** WHAT YOU WILL DO **
Write out the full listing again, exactly as it stands.

** DATASET RECORDS **

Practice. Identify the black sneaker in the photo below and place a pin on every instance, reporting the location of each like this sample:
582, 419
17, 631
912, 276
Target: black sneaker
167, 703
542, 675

** FULL OUTPUT **
Practice. Identify the black sneaker in the photo below and place a pin on every instance, reporting the location of each like this sample:
582, 419
17, 631
912, 276
Target: black sneaker
167, 703
542, 675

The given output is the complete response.